◆ PROBLEM TO WORK ON
Update the items below by replacing "dot" with "marker" and leaving everything else unchanged. Leave the pictures out of your answer.
* BEGIN *
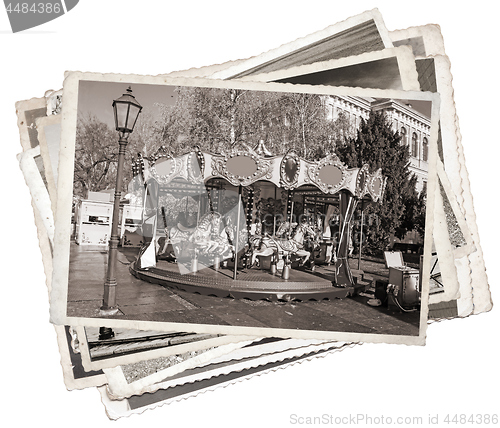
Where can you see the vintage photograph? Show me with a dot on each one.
(252, 212)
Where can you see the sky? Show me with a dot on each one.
(96, 98)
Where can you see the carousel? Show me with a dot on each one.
(250, 224)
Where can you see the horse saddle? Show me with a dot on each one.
(185, 229)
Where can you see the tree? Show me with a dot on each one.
(96, 156)
(377, 145)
* END *
◆ TASK OUTPUT
Where can you see the vintage photograph? Show me with a marker on each one.
(252, 212)
Where can you see the sky? Show me with a marker on each one.
(96, 98)
Where can you see the carousel? Show me with a marker on each one.
(250, 224)
Where can you see the horse saddle? Show me with a marker on each one.
(185, 229)
Where can you see the tree? Show me with a marker on each one.
(96, 156)
(377, 145)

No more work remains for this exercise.